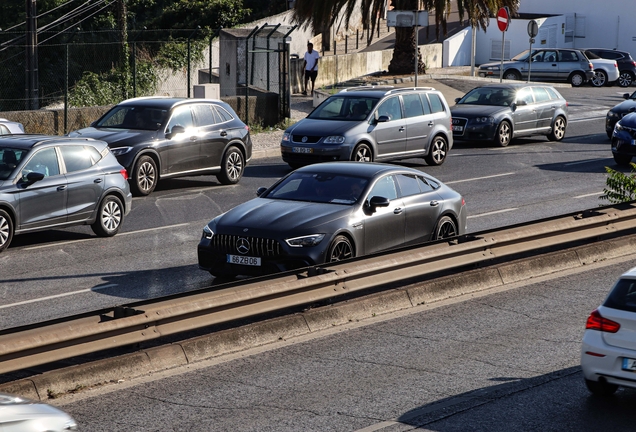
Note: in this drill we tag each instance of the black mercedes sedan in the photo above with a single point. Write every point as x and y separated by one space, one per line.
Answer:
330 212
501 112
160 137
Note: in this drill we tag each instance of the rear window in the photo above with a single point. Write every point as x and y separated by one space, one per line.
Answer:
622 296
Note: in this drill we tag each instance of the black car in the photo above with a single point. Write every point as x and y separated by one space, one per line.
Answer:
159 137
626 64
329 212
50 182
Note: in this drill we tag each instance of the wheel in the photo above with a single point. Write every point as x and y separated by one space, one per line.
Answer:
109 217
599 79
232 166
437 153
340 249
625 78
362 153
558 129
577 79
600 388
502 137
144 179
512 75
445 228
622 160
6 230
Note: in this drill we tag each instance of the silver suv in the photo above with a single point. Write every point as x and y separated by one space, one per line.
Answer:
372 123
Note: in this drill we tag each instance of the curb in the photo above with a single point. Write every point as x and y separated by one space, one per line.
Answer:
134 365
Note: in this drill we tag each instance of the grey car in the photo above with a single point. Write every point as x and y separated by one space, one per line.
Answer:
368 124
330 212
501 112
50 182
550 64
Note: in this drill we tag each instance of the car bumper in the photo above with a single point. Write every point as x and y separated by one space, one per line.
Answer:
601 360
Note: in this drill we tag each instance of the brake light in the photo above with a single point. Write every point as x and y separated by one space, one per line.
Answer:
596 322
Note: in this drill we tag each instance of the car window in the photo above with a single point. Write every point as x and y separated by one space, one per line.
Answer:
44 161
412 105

* * *

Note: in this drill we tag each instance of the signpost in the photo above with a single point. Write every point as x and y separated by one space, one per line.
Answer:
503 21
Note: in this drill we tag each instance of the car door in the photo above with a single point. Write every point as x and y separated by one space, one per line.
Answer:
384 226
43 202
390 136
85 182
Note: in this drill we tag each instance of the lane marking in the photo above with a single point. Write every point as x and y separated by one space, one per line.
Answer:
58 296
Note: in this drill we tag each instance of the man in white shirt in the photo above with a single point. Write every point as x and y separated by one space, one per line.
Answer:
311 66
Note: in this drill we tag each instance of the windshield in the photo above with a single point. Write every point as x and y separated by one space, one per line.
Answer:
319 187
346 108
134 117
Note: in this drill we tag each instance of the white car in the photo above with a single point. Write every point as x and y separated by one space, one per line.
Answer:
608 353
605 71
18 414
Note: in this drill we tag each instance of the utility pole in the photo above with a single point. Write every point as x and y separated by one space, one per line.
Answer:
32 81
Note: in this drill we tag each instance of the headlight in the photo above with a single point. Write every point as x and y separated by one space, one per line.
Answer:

▶ **EXERCISE DESCRIPTION**: How many lines of the records above contain the string "black"? Reply with the number alone.

▶ **TASK ANSWER**: 2